- _Passage given_
So in its beginnings, Prouilhe provided a refuelling centre
for preachers and a home for a community of women. We inevitably
come to the question as to why Diego and Dominic founded a
community for women at this time, just when the preaching
campaign was proving to be no easy matter. To say that the
foundation of Prouilhe is shrouded in a deal of mystery is
not an exaggeration. The founders were obviously too caught
up in the events themselves to keep records, and to make matters
worse, over the centuries, as it became necessary to establish
property rights over various churches and pieces of land,
there were a number of falsified documents concerning the
early years of Prouilhe, so not all of the early deeds can
be taken at face value. Added to this, the ravages of various
fires, notably at the cathedral of Osma in 1505, at Prouilhe
in 1715, and then the French Revolution have destroyed many
documentary sources. So our knowledge is of necessity very
sketchy, and as Simon Tugwell wrote in conclusion to a 66
page scholarly article published recently on the question
'For whom was Prouilhe founded?': 'We are completely in the
dark'. (3) So what hope for lesser historians?
Because of this lack of reliable documentary evidence, it
would seem a reasonable approach to look at the way Dominic
subsequently set about founding his Order of Friars Preachers,
which is much better documented, and see what can be deduced
retrospectively concerning Prouilhe, given that Prouilhe was
incorporated - and clearly intentionally so - into this later
foundation.
It would seem inconceivable that Prouilhe had its origins
in a theoretical plan or an abstract concept. The theoretical
approach is indeed attractive, and the notion that Dominic
founded a monastery of enclosed contemplative nuns first,
so that they would already be in place praying for the friars
preachers when he founded them subsequently has its appeal,
but there is not a shred of historical evidence to suggest
that Dominic actually planned things that way. That it turned
out to be the case can be seen perhaps as an act of divine
Providence - but as such is outside of the scope of the historian.
One might argue that it doesn't matter if we can't prove things
historically, but I would suggest that it does, for it is
important for our own mission to look at just how Dominic
did set about things.

- _Data_
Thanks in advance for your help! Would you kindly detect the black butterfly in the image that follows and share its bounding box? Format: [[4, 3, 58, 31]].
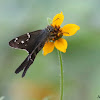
[[9, 26, 54, 77]]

- _Tasks to carry out_
1) Translate this sentence from the Prouilhe passage into French: "It would seem inconceivable that Prouilhe had its origins in a theoretical plan or an abstract concept."
2) Answer these questions from the Prouilhe passage:
(a) In what year did fire strike the cathedral of Osma?
(b) Who wrote "We are completely in the dark"?
(c) What order did Dominic later found?
The listing above comes from a separate source and has no connection to the passage about Prouilhe.

- _Task-by-task answers_
1) Il semblerait inconcevable que Prouilhe ait eu ses origines dans un plan théorique ou un concept abstrait.

2)
(a) 1505
(b) Simon Tugwell
(c) The Order of Friars Preachers